Task requirements —
Write out the data that follows. Keep every character unchanged.

━━━━━ Dataset entries

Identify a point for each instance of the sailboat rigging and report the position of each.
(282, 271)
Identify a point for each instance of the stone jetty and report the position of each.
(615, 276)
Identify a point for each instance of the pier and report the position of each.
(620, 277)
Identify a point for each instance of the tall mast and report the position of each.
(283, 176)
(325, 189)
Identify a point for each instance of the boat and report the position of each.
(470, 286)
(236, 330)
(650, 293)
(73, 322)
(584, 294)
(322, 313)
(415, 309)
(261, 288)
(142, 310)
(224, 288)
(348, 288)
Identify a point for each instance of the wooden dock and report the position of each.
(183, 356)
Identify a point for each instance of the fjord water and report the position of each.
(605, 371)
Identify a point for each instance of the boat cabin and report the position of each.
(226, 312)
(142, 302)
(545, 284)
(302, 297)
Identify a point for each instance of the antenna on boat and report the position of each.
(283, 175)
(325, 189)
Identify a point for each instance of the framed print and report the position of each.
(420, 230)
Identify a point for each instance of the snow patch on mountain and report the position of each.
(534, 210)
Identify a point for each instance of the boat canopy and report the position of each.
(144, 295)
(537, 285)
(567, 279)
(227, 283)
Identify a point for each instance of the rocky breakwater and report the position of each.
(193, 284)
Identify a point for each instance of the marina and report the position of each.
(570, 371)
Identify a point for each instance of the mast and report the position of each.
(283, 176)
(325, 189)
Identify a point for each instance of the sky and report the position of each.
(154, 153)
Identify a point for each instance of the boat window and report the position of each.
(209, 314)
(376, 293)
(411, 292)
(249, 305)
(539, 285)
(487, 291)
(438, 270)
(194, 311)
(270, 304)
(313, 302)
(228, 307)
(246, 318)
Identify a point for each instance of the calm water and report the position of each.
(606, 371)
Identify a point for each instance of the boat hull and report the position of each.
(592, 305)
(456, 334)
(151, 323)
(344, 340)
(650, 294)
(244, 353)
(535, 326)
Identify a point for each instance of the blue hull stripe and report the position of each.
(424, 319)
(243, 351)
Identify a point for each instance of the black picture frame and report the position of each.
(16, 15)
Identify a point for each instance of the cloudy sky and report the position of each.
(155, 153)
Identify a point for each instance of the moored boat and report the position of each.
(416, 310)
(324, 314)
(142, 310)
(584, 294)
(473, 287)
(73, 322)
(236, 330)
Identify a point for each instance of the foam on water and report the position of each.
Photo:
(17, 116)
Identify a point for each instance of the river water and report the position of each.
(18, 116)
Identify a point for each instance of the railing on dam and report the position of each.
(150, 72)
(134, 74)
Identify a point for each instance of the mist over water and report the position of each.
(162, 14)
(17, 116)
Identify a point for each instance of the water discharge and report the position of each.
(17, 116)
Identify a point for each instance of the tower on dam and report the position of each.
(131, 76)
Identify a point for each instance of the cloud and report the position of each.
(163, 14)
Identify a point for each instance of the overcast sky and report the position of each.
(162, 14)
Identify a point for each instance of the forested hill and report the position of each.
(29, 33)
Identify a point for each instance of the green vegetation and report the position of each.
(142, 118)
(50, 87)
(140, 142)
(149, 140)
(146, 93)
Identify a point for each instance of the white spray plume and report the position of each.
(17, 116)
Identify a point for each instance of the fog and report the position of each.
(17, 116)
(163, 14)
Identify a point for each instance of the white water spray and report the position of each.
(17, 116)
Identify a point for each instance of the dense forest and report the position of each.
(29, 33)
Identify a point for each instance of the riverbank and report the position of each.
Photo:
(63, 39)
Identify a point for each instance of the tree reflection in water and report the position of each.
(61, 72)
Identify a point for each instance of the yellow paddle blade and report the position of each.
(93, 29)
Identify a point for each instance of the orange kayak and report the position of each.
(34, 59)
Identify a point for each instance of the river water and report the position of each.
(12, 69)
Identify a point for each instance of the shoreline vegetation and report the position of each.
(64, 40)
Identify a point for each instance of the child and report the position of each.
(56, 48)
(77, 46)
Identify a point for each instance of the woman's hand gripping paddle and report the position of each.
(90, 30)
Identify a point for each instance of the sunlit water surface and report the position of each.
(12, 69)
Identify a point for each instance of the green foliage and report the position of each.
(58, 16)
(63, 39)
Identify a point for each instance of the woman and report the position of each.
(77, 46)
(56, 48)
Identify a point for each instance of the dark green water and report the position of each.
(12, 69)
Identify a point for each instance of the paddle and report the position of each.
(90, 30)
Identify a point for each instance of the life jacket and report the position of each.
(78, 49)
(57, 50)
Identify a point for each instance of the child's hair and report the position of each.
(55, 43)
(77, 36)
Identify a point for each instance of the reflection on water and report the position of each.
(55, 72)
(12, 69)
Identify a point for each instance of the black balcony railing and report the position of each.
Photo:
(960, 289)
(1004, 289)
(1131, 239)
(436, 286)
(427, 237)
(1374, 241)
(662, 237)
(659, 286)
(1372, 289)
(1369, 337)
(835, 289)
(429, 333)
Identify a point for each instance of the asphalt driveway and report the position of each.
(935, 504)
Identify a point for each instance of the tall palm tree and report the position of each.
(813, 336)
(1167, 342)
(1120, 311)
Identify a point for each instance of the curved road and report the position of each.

━━━━━━━━━━

Answer to the problem —
Identify a point for each instance of the sailboat rigging and report the position of each.
(282, 271)
Identify a point for each instance of the stone jetty and report the position of each.
(615, 276)
Identify a point for each instance of the pier and report the position of each.
(620, 277)
Identify a point for each instance of the tall mast and report the position of each.
(283, 176)
(325, 189)
Identify a point for each instance of the boat and report the position of each.
(470, 286)
(236, 330)
(650, 293)
(73, 322)
(584, 294)
(322, 313)
(415, 309)
(261, 288)
(142, 310)
(224, 288)
(348, 288)
Identify a point for each instance of the wooden dock and report the position of each.
(183, 356)
Identify a point for each instance of the fjord water and report the position of each.
(605, 371)
Identify a point for each instance of the boat cabin and report the position of each.
(226, 312)
(142, 302)
(545, 284)
(302, 297)
Identify a point for each instance of the antenna on boat and report the position of each.
(283, 175)
(325, 189)
Identify a point for each instance of the framed print and report the position of each.
(420, 230)
Identify a point for each instance of the snow patch on mountain and report the position of each.
(534, 210)
Identify a point for each instance of the boat canopy and report the position of each.
(144, 295)
(537, 285)
(567, 279)
(227, 283)
Identify a point for each instance of the rocky breakwater and report the position of each.
(193, 284)
Identify a point for each instance of the marina and report the position of each.
(570, 371)
Identify a point for each instance of the mast and report the position of each.
(283, 176)
(325, 189)
Identify a point for each instance of the sky and report the position of each.
(154, 153)
Identify a point for each instance of the boat window and report the position of each.
(209, 314)
(376, 293)
(411, 292)
(249, 305)
(539, 285)
(487, 291)
(438, 270)
(194, 311)
(270, 304)
(313, 302)
(228, 307)
(246, 318)
Identify a point for each instance of the calm water and report the position of each.
(606, 371)
Identify a point for each instance of the boat hull and report the position of each.
(592, 305)
(456, 334)
(151, 323)
(344, 340)
(650, 294)
(244, 353)
(535, 326)
Identify a point for each instance of the blue hull stripe and report the position of each.
(424, 319)
(243, 351)
Identify a point for each instance of the black picture frame and report the position of each.
(16, 15)
Identify a point for each instance of the cloudy sky and report the position of each.
(155, 153)
Identify a point for each instance of the moored boat and report the position of each.
(416, 310)
(324, 314)
(142, 310)
(584, 294)
(473, 287)
(73, 322)
(236, 330)
Identify a point for each instance of the foam on water and report the position of each.
Photo:
(17, 116)
Identify a point for each instance of the river water and report the position of each.
(18, 116)
Identify a point for each instance of the railing on dam and report the position of each.
(150, 72)
(134, 74)
Identify a point for each instance of the mist over water and report the position of each.
(162, 14)
(17, 116)
Identify a point for each instance of the water discharge and report the position of each.
(17, 116)
Identify a point for each instance of the tower on dam and report the position of each.
(131, 76)
Identify a point for each instance of the cloud and report the position of each.
(163, 14)
Identify a point for each instance of the overcast sky and report the position of each.
(162, 14)
Identify a point for each instance of the forested hill and report the position of each.
(29, 33)
Identify a point for each instance of the green vegetation and report the position of each.
(142, 118)
(50, 87)
(140, 142)
(149, 140)
(146, 93)
Identify a point for each instance of the white spray plume and report the position of each.
(17, 116)
Identify a point for each instance of the fog and report the position of each.
(17, 116)
(163, 14)
Identify a point for each instance of the white water spray and report the position of each.
(17, 116)
Identify a point for each instance of the dense forest and report the position of each.
(29, 33)
Identify a point for each instance of the riverbank and report the position of each.
Photo:
(63, 39)
Identify a point for each instance of the tree reflection in water and report the position of each.
(61, 72)
Identify a point for each instance of the yellow paddle blade and report the position of each.
(93, 29)
Identify a point for each instance of the orange kayak and report the position of each.
(34, 59)
Identify a point for each instance of the river water and report the position of each.
(12, 69)
Identify a point for each instance of the shoreline vegetation and report the position of each.
(64, 40)
Identify a point for each instance of the child and report the position of each.
(56, 48)
(77, 46)
Identify a point for each instance of the woman's hand gripping paddle and report the position of each.
(90, 30)
Identify a point for each instance of the sunlit water surface and report the position of each.
(12, 69)
Identify a point for each instance of the green foliage and report the position of each.
(58, 16)
(63, 39)
Identify a point for each instance of the woman and report the position of each.
(77, 46)
(56, 48)
Identify a point for each instance of the dark green water and report the position of each.
(12, 69)
Identify a point for each instance of the paddle and report the position of each.
(90, 30)
Identify a point for each instance of the life jacket and report the position of each.
(78, 49)
(57, 50)
Identify a point for each instance of the child's hair and report the position of each.
(55, 43)
(77, 36)
Identify a point for each instance of the reflection on water and report the position of each.
(55, 72)
(12, 69)
Identify a point for each instance of the black balcony railing and report the position of each.
Photo:
(960, 289)
(1004, 289)
(1131, 239)
(436, 286)
(427, 237)
(1374, 241)
(662, 237)
(659, 286)
(1372, 289)
(1369, 337)
(835, 289)
(429, 333)
Identify a point for each instance of the asphalt driveway and report the position of each.
(935, 504)
Identify a point for each instance of the tall palm tree and report the position of each.
(813, 336)
(1167, 342)
(1120, 311)
Identify a point for each instance of the curved road and report the position of each.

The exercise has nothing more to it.